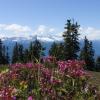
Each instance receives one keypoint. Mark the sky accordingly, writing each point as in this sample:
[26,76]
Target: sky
[31,17]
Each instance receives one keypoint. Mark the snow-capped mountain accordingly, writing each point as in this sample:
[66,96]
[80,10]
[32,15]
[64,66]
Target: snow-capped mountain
[45,40]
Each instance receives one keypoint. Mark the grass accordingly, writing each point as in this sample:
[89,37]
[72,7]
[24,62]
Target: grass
[95,78]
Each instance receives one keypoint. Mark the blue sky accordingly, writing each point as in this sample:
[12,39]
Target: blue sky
[49,14]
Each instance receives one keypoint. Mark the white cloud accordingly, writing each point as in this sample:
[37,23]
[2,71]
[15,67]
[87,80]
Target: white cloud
[90,32]
[15,28]
[44,32]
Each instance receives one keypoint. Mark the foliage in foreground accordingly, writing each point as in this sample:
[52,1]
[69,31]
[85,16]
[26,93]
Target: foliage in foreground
[50,80]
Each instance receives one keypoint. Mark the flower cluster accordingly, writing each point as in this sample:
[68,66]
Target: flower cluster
[33,81]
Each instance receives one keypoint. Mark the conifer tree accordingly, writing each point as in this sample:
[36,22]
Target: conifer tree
[1,55]
[71,40]
[87,54]
[98,63]
[20,53]
[15,53]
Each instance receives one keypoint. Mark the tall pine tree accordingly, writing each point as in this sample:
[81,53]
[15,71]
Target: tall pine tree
[71,40]
[87,54]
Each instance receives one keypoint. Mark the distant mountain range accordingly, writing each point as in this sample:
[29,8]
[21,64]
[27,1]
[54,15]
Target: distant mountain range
[46,41]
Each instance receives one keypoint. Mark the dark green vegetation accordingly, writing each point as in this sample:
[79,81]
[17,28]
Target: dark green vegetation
[69,49]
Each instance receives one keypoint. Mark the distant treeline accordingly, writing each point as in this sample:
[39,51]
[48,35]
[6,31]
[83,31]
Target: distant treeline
[67,50]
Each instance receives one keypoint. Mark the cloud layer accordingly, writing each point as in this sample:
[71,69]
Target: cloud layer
[44,32]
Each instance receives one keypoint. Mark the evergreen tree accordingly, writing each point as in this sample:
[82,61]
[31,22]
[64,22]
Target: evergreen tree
[15,53]
[98,63]
[71,40]
[87,54]
[26,56]
[7,56]
[1,55]
[20,53]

**Your goal:** Exactly as written, return each line above and leave the pictures behind.

**Your response:**
Each instance receives one keypoint. Mark the sky accordingly, writing each point as in this sample:
[26,76]
Target: sky
[31,17]
Each instance receives one keypoint. Mark the snow-capped mountain accordingly, writing each point as in this sample:
[66,96]
[80,10]
[32,15]
[64,66]
Target: snow-capped mountain
[45,40]
Each instance receives one keypoint. Mark the grass accordingly, writing each point as in this sample:
[89,37]
[72,7]
[24,62]
Target: grass
[95,78]
Each instance receives one keypoint. Mark the blue sky accordingly, writing each point as in this sample:
[12,39]
Target: blue sky
[49,14]
Each instance receives one keypoint. Mark the white cloud accordingly, writing each point as in this sample:
[37,23]
[2,71]
[15,67]
[87,80]
Target: white cloud
[90,32]
[15,28]
[44,32]
Each instance receives one keypoint. Mark the foliage in foreground accordingly, writing each point as in this sample:
[52,1]
[69,31]
[85,16]
[26,93]
Target: foliage in foreground
[50,80]
Each instance receives one keypoint. Mark the flower cluster accordingly, writing each point as in this sample:
[68,66]
Target: flower cluster
[33,81]
Each instance receives one keypoint. Mark the conifer tree accordingly, writing each point as in this sample:
[36,22]
Target: conifer tree
[1,55]
[71,40]
[87,54]
[98,63]
[20,53]
[15,53]
Each instance receives one keypoint. Mark the tall pine tree accordingly, writing each point as in this sample:
[81,53]
[15,71]
Target: tall pine tree
[71,40]
[87,54]
Each instance receives one keypoint. Mark the distant mountain range accordingly, writing each point as in this sample:
[29,8]
[21,64]
[27,1]
[54,15]
Target: distant mountain range
[46,41]
Each instance receives one keypoint. Mark the dark green vegetation accordingly, writing each point as in this sample:
[79,81]
[17,28]
Target: dark green vegetation
[69,49]
Each instance receives one keypoint. Mark the distant treeline accordingly, writing each point as in this sample:
[39,51]
[48,35]
[6,31]
[83,31]
Target: distant treeline
[67,50]
Each instance receives one keypoint. Mark the cloud layer accordingly, writing each point as in this sample:
[71,69]
Target: cloud layer
[44,32]
Each instance receives one keypoint. Mark the evergreen tree accordingly, writing each point as in this sample:
[82,61]
[31,22]
[64,22]
Target: evergreen tree
[15,53]
[98,63]
[71,40]
[87,54]
[26,56]
[7,56]
[1,55]
[20,53]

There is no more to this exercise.